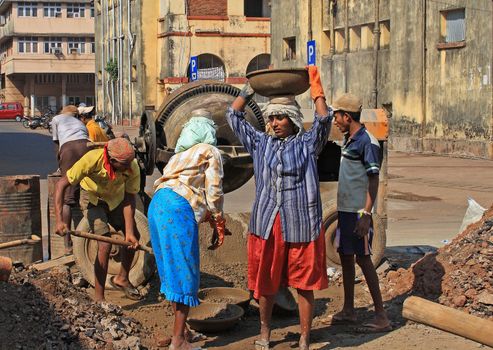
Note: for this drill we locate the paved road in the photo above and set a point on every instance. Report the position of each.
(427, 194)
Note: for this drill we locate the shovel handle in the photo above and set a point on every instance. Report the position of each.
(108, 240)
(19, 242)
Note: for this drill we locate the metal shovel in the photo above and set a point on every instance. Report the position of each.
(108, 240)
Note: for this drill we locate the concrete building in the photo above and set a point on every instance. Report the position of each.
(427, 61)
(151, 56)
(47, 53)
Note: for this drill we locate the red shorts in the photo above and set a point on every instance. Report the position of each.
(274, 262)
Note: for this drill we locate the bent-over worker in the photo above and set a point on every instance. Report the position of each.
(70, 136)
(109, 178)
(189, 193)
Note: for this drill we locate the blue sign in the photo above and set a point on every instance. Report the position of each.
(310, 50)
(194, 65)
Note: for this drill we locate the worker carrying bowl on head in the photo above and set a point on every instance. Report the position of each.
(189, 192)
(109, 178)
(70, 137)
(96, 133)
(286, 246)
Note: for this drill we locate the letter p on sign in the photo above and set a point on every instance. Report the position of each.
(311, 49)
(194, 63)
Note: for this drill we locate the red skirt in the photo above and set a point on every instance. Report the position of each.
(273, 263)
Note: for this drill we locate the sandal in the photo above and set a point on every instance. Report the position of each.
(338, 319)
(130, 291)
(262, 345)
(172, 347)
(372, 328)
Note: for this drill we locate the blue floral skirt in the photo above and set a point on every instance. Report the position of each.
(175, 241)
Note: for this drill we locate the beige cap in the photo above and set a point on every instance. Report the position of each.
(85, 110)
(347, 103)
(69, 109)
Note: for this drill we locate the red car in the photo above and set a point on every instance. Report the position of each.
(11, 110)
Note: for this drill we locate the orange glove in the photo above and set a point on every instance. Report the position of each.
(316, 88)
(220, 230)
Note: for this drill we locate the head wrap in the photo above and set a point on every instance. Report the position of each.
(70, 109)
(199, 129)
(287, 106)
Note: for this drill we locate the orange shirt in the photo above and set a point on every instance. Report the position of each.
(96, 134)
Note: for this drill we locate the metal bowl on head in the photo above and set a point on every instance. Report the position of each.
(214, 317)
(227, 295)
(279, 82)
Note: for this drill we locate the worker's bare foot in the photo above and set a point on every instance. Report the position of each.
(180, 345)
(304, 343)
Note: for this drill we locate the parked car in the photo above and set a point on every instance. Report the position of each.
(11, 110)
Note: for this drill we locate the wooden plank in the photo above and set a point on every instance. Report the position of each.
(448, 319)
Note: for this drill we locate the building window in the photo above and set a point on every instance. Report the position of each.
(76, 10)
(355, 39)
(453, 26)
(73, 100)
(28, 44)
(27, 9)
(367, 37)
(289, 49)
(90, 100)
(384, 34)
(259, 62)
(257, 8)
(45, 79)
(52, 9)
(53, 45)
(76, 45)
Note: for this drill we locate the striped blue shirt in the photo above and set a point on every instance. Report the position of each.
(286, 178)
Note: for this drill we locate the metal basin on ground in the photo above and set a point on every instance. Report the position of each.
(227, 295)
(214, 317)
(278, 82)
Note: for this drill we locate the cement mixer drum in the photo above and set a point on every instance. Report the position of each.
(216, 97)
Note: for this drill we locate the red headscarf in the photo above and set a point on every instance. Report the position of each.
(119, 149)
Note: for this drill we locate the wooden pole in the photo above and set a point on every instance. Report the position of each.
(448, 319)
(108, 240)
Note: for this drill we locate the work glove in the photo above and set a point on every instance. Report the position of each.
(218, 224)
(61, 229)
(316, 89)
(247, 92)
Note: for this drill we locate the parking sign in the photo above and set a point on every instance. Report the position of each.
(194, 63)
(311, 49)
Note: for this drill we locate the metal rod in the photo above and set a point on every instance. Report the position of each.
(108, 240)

::::

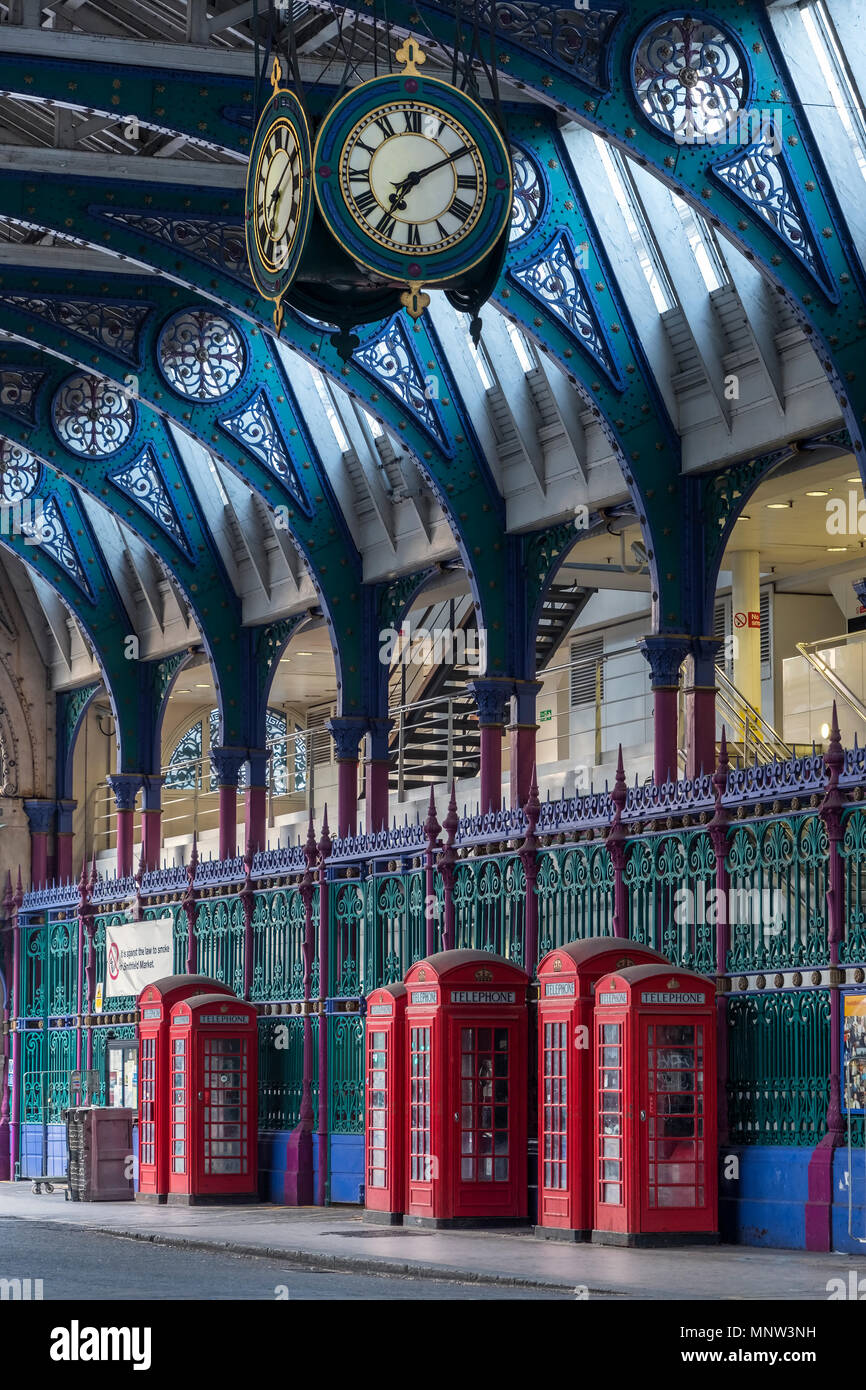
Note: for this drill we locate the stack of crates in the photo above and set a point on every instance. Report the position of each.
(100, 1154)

::::

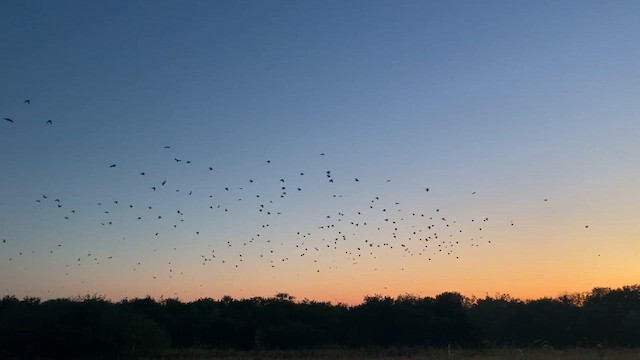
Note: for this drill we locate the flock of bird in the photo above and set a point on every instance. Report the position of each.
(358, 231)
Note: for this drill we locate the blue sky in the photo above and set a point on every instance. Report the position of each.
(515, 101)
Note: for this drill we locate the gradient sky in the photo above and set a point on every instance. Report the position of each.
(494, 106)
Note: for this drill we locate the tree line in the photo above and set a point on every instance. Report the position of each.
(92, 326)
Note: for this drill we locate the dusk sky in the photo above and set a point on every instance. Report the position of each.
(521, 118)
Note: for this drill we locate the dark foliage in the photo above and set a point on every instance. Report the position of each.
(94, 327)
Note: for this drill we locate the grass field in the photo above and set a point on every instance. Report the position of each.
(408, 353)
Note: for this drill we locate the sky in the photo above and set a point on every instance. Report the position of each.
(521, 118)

::::

**STATED PROBLEM**.
Reproduce the part that opens with the line containing "Note: for this drill we locate the stack" and closes with the line containing "(100, 1154)", renaming "crates" to "barrels" and leaving everything else unchanged.

**WORKED ANSWER**.
Note: for this drill we locate the stack of barrels in the photo above and set a point on every instance. Report the position of each.
(100, 1154)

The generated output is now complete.